## Description of the task:
Copy out the stretch of the records from the line containing "Task: set one pin on each instance of the soup" through the line containing "Target: soup", keeping each line as it is and leaving the picture out.

►

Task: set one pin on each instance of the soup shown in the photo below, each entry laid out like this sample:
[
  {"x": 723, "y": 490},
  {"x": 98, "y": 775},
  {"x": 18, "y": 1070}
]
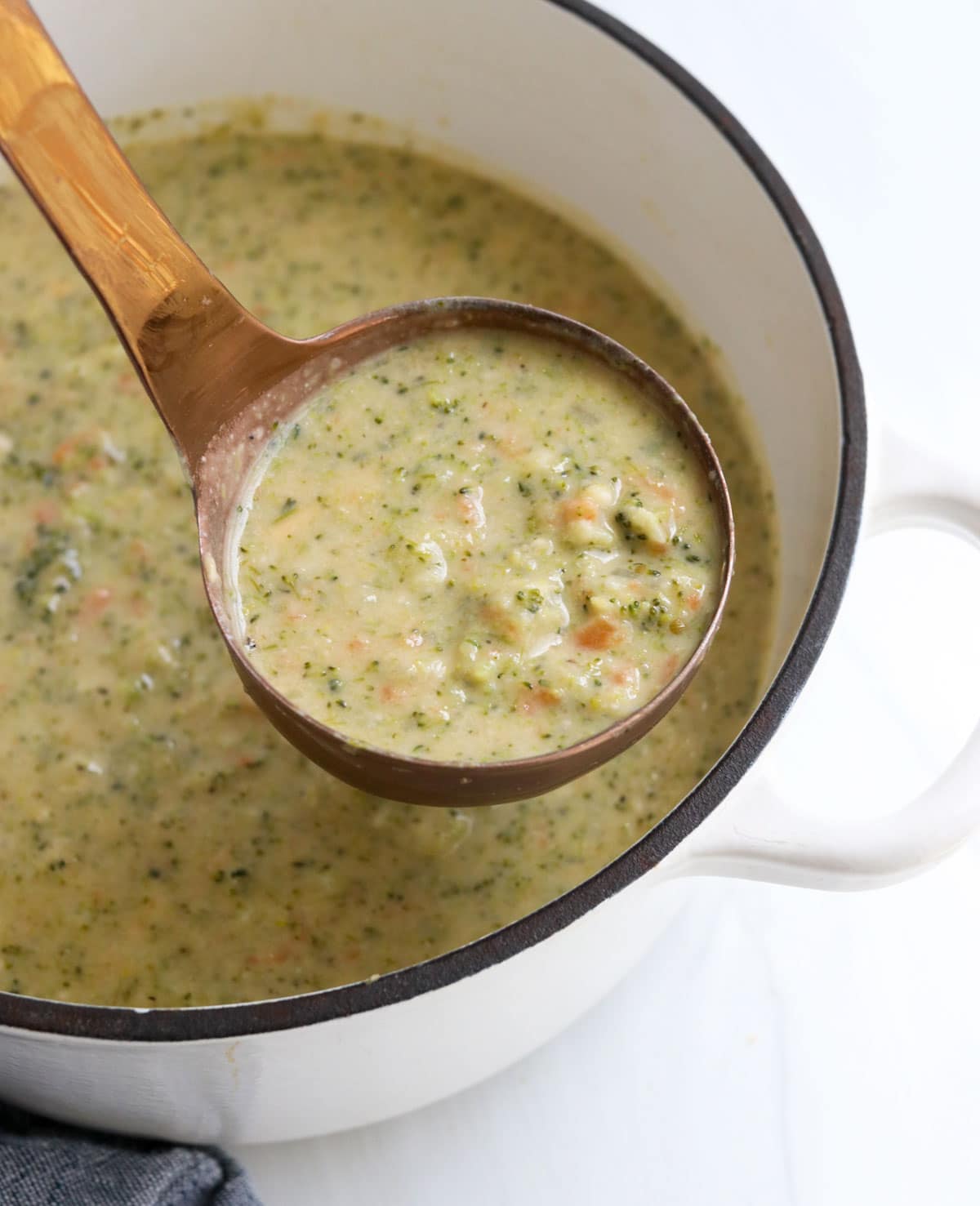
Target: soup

◄
►

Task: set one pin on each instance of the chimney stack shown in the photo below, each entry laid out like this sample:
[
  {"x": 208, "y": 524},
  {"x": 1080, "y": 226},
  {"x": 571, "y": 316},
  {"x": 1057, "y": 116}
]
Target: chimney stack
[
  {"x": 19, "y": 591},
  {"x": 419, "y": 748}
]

◄
►

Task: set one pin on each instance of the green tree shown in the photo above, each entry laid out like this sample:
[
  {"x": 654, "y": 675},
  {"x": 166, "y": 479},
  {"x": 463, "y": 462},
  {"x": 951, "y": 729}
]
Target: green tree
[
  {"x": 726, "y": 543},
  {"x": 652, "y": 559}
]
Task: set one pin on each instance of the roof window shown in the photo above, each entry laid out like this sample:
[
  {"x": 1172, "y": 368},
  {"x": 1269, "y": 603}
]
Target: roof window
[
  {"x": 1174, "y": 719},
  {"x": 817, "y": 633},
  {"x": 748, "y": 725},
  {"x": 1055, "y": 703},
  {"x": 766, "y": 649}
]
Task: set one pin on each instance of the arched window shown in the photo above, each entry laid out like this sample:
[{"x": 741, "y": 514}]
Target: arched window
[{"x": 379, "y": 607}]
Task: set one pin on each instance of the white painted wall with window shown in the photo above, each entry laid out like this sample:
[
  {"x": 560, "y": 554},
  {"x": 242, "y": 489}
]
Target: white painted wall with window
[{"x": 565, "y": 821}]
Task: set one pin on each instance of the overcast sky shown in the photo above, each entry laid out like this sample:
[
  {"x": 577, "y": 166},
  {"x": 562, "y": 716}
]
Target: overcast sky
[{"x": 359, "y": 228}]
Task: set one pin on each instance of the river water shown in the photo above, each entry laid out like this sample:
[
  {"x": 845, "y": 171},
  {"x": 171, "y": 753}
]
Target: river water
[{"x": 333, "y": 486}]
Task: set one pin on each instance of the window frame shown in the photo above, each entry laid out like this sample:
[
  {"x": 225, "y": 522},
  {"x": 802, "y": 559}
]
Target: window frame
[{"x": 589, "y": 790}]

◄

## Task response:
Task: set one pin on each instance of the soup shown in the photo below, each entry laid out like this sample:
[
  {"x": 723, "y": 490},
  {"x": 98, "y": 775},
  {"x": 18, "y": 1070}
]
Target: soup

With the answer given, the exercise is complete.